EXERCISE - Pick out and copy each line in the listing below that contains the word "background". Count a line only if the word's capitalization matches.

— Begin EXTRACTED DATA —

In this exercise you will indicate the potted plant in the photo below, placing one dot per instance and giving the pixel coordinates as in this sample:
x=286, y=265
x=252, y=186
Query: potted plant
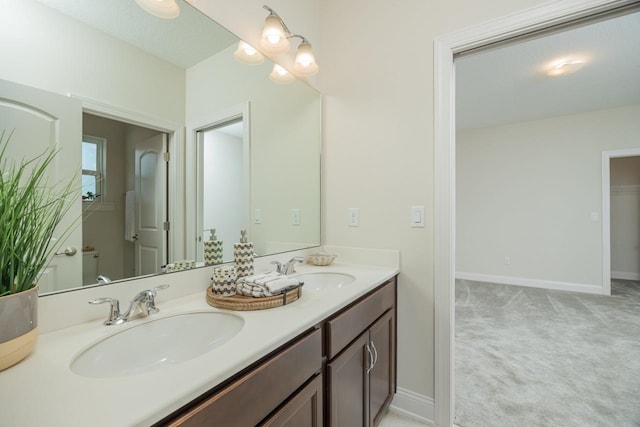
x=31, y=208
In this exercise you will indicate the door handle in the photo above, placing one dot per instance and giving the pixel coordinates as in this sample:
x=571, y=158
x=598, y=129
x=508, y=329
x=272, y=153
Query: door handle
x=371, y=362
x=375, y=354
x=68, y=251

— End EXTRACTED DATA —
— Begin EXTRACTED DATA —

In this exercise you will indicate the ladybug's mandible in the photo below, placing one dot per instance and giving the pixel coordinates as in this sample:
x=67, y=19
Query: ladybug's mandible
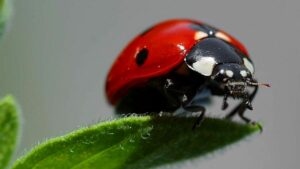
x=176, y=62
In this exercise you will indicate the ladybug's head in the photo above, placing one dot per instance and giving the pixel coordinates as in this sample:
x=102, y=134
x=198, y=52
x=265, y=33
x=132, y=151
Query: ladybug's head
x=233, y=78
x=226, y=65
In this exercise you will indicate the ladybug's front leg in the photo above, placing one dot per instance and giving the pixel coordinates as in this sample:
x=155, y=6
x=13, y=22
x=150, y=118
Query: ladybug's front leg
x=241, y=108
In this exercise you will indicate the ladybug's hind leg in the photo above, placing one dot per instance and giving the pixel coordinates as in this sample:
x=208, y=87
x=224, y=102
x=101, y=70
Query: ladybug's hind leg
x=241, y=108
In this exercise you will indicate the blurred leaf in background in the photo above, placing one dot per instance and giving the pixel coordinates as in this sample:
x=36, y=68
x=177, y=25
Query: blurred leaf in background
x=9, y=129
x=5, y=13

— End EXTRACTED DATA —

SOLUTION -
In this exercise you will indicate the blurred leaf in background in the photo above, placing one dot per instance and giving the pixel coordinates as in this sample:
Query: blurred leaf in background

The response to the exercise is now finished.